El misterio de Edwin Drood tuvo un gemelo burlesco e ilegítimo al otro lado del charco que acabaría jugando a escribir el final de la novela: The Cloven Foot, una serie de textos firmados por Orpheus C. Kerr que se publicaban paralelamente a modo de parodia nada velada de El misterio de Edwin Drood. Ocurría que aquel Orpheus C. Kerr era en realidad el seudónimo de un neoyorquino llamado Robert Henry Newell, un escritor humorístico entre cuya fanbase se encontraban admiradores tan distinguidos como el mismísimo Abraham Lincoln. Y aquel The Cloven Food episódico era una adaptación, en formato de farsa chiflada metarreferencial, de la historia que estaba elaborando Dickens. En la versión de Newell la acción se trasladaba a Estados Unidos mientras las bromas se centraban en satirizar los contrastes sociales entre ingleses y norteamericanos; el Jasper de The Cloven Foot era alcohólico en lugar de adicto al opio, y como consecuencia de una visión doble provocada por el elevado nivel de licores en sangre estaba convencido de tener un par de sobrinos en lugar de uno. Con la muerte de Dickens, el problema era evidente para la versión cómica de Newell al no disponer de nuevo material original que parodiar. Pero el estadounidense decidió solventar el contratiempo inventándose un desenlace propio a lo largo de cuatro capítulos sin demasiadas fanfarrias. Por su espíritu de mofa no contentó a los eruditos, pero se convirtió en el primer intento (de muchos) de rematar aquella obra que Dickens había dejado a medias.

Entre 1871 y 1872 se publicó El secreto de Jon Jasperuna secuela de El misterio de Edwin Drood donde se revelaba que Drood estaba vivo, el enigmático Datchery era un personaje secundario disfrazado jugando a los detectives y Jasper era culpable de haber intentado cargarse a su sobrino. Algunas ediciones aseguraban en sus créditos que aquella inesperada segunda parte había sido parida a dos plumas por Charles Dickens Jr. y el novelista Wilkie Collins, pero lo cierto es que tenía menos de legado literario y más de oportunismo: en realidad, había sido elaborada por un periodista neoyorquino llamado Henry Morford para sacarse algo de pasta durante su estancia en tierras inglesas.

> _DATOS DADOS_:
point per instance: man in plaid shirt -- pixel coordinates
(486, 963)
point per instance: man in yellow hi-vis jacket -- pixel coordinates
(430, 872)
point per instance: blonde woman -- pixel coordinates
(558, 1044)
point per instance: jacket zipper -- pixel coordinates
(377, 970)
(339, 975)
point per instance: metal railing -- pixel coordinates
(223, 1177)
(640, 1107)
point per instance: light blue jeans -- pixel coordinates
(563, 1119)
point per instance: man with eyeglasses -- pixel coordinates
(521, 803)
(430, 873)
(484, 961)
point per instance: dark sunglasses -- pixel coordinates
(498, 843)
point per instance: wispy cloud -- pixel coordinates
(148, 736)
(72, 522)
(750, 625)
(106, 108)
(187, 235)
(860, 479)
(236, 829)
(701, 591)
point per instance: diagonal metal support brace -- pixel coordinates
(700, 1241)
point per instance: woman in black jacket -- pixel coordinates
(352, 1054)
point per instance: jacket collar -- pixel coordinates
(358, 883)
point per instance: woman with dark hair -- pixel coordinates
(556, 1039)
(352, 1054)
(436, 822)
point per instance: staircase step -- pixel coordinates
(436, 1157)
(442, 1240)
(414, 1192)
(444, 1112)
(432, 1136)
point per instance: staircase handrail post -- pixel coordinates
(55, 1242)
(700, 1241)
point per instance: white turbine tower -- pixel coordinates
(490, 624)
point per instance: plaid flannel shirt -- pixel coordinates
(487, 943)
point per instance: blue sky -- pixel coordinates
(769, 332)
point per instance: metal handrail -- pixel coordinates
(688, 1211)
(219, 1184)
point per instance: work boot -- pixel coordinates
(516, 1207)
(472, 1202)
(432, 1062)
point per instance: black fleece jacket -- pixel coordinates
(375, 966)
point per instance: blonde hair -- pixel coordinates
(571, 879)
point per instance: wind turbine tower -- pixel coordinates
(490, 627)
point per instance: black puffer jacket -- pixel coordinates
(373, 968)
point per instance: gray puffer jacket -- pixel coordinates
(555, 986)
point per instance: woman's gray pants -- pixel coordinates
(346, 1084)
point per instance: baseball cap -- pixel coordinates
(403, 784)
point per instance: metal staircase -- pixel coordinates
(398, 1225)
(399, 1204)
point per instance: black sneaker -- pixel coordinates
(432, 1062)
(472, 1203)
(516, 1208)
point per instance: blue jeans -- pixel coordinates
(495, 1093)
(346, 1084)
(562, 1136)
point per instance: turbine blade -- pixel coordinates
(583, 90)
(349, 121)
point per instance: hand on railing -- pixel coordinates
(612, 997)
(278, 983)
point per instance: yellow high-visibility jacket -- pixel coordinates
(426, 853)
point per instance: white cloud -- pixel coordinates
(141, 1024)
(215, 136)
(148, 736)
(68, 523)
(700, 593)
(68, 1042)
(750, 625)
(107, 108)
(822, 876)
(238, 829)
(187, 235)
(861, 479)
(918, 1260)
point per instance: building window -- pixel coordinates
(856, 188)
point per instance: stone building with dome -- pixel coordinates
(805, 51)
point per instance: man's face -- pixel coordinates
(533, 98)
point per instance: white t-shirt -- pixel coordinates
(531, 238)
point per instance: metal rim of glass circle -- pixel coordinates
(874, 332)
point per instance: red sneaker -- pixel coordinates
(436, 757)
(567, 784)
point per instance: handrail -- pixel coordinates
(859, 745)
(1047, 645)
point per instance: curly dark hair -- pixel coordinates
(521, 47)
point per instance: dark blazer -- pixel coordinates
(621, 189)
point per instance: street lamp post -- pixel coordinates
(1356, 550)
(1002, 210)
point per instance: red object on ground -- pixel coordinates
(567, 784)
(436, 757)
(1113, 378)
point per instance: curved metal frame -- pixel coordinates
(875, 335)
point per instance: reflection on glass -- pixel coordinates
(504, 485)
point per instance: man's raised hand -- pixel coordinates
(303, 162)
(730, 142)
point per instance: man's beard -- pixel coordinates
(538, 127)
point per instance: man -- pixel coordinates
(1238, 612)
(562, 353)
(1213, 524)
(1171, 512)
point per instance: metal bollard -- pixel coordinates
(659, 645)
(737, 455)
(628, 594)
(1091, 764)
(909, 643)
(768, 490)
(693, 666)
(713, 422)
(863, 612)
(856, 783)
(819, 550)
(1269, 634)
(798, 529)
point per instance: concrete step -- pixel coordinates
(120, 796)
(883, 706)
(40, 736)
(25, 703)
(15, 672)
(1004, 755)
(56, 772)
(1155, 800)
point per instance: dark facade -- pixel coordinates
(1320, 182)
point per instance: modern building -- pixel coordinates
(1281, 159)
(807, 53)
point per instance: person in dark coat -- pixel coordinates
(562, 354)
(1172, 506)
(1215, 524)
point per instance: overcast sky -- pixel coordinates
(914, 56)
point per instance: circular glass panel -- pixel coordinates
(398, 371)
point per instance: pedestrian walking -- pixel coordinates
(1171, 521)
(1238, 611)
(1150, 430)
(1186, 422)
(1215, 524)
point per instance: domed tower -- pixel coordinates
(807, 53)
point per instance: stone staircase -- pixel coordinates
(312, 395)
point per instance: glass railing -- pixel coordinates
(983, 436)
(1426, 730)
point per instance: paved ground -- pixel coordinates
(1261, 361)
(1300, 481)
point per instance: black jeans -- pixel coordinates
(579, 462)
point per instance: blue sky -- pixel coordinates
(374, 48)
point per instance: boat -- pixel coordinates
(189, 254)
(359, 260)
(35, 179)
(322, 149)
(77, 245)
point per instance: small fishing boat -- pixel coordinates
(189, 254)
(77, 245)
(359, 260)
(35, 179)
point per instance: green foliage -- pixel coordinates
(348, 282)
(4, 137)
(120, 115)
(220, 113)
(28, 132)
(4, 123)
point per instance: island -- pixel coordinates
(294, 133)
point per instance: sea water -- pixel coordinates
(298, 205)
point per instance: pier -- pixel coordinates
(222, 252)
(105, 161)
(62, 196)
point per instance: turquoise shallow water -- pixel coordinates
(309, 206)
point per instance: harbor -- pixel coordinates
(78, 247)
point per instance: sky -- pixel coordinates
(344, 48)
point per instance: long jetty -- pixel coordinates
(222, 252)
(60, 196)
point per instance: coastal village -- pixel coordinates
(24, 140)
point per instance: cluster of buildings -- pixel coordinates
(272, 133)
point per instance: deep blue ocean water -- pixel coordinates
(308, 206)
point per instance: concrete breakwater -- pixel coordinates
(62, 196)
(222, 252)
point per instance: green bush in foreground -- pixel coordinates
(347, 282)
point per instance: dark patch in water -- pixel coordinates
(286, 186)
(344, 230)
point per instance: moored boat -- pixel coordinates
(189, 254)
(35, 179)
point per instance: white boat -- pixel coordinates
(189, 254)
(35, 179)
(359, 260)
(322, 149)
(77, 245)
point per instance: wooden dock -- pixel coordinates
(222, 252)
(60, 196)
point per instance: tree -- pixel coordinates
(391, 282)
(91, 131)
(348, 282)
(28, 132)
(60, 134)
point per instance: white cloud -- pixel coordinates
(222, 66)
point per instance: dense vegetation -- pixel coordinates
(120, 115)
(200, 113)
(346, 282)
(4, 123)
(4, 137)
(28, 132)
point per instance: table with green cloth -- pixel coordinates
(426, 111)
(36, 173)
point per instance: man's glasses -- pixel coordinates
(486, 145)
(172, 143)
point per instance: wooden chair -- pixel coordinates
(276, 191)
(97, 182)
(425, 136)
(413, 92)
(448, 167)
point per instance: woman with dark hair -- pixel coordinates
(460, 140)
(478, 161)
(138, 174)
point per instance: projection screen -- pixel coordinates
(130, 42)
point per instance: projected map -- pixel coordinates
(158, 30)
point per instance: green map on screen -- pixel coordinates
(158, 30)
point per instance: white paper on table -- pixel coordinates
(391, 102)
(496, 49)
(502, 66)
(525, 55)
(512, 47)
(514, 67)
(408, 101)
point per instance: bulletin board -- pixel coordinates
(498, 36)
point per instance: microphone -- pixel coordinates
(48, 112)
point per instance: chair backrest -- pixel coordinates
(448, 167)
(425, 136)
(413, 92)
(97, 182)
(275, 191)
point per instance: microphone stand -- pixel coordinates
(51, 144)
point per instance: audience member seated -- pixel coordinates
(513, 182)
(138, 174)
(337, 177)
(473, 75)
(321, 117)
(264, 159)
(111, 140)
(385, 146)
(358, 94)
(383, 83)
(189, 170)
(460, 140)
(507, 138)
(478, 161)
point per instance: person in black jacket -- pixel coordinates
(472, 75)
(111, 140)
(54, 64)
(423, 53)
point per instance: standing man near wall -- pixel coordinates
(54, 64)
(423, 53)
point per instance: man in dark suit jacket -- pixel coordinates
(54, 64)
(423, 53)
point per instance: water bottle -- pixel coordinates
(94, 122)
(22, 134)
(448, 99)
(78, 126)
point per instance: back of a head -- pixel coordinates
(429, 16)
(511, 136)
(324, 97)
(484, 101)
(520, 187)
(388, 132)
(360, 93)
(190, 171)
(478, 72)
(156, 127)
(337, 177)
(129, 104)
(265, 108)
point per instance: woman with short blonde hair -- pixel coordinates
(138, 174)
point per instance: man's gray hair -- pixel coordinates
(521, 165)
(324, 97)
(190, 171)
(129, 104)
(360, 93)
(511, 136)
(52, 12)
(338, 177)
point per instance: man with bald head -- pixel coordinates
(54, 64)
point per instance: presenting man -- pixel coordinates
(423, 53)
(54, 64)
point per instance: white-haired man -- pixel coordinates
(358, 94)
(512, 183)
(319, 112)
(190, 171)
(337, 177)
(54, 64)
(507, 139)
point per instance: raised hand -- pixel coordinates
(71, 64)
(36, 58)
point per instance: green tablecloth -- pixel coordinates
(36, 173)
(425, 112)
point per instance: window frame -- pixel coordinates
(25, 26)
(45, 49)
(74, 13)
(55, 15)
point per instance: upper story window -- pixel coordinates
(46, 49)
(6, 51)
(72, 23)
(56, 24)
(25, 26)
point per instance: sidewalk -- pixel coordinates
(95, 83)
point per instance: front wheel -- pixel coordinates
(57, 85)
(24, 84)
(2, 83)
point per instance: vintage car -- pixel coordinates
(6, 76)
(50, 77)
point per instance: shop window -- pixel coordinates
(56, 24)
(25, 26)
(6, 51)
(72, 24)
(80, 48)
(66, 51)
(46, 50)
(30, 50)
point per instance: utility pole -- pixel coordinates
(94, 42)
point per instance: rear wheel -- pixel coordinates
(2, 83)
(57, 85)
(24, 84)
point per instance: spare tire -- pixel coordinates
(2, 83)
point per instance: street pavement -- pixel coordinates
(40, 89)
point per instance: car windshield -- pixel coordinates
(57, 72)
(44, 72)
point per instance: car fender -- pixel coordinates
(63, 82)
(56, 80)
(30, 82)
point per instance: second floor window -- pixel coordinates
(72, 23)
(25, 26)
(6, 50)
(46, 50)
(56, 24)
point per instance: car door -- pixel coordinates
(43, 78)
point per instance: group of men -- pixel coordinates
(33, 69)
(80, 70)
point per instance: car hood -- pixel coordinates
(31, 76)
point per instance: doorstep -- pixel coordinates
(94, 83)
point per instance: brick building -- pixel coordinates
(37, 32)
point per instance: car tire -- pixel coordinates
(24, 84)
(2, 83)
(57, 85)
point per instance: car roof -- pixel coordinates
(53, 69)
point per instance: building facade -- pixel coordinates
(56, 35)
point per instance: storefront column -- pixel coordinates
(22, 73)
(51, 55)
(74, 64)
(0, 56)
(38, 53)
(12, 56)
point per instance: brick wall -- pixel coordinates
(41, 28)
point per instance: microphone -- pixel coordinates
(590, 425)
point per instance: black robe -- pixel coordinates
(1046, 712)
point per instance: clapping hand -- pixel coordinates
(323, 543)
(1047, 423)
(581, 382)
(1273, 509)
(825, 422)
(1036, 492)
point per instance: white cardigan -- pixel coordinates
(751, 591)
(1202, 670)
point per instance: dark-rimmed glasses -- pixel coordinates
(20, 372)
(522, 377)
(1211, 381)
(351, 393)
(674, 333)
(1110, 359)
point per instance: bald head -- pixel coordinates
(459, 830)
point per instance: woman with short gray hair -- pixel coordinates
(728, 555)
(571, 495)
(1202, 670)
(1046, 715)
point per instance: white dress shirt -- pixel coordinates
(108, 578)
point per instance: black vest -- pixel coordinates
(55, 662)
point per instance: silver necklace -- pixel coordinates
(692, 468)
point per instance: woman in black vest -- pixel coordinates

> _PARTES DEL EJERCICIO_:
(a) Según el texto sobre El misterio de Edwin Drood, ¿quién se escondía tras el seudónimo Orpheus C. Kerr?
(b) En las filas, entre la línea que contiene "point per instance: brick wall" y la que contiene "(1046, 715)", ambas incluidas, cambia "white cardigan" por "gray cardigan" y reescribe solo esas líneas.

> _CONJUNTO DE RESPUESTAS_:
(a) Robert Henry Newell, un escritor humorístico neoyorquino.

(b)
point per instance: brick wall -- pixel coordinates
(41, 28)
point per instance: microphone -- pixel coordinates
(590, 425)
point per instance: black robe -- pixel coordinates
(1046, 712)
point per instance: clapping hand -- pixel coordinates
(323, 543)
(1047, 423)
(581, 382)
(1273, 509)
(825, 422)
(1036, 492)
point per instance: gray cardigan -- pixel coordinates
(751, 591)
(1202, 670)
point per instance: dark-rimmed glasses -- pixel coordinates
(20, 372)
(522, 377)
(1211, 381)
(351, 393)
(674, 333)
(1110, 359)
point per instance: bald head -- pixel coordinates
(459, 830)
point per instance: woman with short gray hair -- pixel coordinates
(728, 555)
(571, 495)
(1202, 670)
(1046, 715)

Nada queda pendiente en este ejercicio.